■ **WHAT THE TASK ASKS**: Return each line below that contains the word "green".

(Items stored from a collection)
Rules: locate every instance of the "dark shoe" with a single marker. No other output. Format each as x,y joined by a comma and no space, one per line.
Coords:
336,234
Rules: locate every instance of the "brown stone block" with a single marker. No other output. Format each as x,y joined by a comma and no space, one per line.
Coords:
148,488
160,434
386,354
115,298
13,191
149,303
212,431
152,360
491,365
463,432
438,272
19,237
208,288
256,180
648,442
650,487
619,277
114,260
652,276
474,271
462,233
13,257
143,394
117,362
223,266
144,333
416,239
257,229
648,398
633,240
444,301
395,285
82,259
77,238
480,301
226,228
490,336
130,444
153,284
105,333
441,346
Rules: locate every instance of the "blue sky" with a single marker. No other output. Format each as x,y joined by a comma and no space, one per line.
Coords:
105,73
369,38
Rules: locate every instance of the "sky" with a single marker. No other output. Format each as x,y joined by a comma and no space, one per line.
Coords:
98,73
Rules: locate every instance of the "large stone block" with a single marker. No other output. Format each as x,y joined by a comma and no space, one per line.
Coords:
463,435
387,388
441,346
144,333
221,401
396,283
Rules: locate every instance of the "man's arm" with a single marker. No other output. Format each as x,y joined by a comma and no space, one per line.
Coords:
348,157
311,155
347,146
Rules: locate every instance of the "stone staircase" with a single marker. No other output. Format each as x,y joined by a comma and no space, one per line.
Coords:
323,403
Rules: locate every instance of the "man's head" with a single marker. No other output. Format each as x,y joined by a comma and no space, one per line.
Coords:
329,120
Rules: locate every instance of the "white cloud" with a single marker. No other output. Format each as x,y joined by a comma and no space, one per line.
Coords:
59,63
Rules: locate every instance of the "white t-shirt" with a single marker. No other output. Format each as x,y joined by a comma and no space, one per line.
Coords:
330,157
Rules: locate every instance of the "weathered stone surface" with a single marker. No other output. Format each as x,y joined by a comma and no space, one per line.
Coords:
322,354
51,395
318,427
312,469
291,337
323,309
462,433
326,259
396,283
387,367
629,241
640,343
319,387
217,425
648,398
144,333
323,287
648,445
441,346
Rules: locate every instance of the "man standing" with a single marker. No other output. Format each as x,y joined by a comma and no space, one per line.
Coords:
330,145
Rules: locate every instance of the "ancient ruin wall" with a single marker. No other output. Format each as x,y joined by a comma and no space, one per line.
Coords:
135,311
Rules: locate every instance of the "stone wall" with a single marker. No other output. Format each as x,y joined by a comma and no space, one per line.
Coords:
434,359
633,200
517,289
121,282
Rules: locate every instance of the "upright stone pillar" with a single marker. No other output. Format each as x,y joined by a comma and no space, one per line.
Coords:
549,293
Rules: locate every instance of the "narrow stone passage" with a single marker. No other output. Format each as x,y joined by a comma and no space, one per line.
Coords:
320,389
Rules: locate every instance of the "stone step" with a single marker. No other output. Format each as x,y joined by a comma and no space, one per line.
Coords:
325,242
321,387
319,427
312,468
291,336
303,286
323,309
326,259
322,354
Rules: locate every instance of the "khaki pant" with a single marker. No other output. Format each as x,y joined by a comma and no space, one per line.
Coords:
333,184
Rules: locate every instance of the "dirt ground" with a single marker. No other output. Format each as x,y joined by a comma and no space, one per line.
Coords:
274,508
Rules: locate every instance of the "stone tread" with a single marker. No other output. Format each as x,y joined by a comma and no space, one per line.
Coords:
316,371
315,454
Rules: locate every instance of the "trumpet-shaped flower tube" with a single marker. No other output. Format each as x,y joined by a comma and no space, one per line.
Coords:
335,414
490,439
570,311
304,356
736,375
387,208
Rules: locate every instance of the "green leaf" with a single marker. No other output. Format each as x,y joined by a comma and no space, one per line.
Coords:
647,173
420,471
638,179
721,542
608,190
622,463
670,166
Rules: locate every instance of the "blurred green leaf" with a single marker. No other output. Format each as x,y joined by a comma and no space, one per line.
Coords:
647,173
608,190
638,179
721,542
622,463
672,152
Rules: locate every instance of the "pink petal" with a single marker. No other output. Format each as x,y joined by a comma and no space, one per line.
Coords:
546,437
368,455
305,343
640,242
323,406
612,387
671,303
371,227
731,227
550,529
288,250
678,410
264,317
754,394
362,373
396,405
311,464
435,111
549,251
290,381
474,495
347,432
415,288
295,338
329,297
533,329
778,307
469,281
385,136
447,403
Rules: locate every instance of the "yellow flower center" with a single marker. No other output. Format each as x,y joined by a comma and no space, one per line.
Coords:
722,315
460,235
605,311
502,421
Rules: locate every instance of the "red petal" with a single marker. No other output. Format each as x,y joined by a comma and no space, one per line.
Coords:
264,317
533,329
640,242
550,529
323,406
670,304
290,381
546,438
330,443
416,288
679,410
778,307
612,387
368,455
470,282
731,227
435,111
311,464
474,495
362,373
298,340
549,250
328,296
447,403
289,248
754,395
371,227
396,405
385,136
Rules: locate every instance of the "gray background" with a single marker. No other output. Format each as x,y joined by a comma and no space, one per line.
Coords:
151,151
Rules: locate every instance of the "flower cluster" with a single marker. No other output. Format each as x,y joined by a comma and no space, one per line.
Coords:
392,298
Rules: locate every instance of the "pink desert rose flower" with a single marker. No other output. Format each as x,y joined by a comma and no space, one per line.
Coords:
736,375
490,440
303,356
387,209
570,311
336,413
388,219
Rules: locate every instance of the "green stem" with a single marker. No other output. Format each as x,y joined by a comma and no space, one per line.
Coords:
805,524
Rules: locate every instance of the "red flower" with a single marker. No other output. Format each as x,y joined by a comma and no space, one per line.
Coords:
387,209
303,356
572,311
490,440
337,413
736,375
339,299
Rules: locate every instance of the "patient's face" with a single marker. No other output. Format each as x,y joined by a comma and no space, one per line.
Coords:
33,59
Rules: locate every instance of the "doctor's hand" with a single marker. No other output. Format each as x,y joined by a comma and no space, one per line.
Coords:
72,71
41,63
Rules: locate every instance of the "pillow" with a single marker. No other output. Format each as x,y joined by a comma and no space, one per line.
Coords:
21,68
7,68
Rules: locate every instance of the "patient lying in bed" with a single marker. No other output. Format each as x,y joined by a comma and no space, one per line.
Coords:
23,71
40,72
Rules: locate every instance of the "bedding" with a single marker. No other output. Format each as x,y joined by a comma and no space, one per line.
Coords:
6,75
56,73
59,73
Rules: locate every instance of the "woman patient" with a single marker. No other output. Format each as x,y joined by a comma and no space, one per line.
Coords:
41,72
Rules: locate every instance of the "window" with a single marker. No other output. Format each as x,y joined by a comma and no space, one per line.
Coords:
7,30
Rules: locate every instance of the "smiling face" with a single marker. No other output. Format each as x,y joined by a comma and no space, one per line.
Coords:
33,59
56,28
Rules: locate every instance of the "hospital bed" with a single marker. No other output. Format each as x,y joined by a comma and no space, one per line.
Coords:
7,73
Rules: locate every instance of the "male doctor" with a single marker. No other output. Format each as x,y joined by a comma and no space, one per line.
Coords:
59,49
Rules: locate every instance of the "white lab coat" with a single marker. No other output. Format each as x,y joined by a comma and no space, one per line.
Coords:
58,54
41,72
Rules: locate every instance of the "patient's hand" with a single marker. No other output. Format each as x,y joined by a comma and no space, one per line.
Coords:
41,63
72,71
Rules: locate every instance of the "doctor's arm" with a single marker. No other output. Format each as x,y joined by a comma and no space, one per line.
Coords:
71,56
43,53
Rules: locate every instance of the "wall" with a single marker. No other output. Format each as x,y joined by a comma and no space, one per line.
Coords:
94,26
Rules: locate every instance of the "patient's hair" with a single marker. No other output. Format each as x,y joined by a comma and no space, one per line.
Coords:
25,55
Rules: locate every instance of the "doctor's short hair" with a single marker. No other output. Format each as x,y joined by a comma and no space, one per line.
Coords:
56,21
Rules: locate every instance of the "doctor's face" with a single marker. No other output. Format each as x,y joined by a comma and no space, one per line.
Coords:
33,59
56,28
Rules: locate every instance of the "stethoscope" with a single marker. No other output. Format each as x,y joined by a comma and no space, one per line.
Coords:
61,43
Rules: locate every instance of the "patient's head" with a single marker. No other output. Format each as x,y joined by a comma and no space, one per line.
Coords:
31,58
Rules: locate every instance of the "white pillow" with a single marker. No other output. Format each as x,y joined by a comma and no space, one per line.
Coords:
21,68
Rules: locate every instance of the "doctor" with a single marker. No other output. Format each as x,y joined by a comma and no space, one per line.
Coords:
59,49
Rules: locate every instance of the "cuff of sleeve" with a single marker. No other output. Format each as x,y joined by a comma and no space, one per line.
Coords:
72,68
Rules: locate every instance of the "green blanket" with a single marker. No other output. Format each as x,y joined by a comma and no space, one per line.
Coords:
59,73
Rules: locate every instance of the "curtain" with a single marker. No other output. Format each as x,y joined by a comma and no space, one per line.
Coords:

■ **TASK ANSWER**:
Rules: locate every instance of the "green leaf" with a single marker. No other output. Format each as x,y joined by a comma and no space, one per line.
Rules: locate every instance of the "blurred green leaf" with a single marker. No other output. Format each as x,y joined by a comma and no space, one per line.
Rules: locate every instance of the "green stem" with a single marker. No other output. Format each as x,y joined by a comma and no space, one per line.
Rules: locate every instance of the "green blanket" with a single marker. No other output. Format each as x,y joined by a comma and no space, one per line.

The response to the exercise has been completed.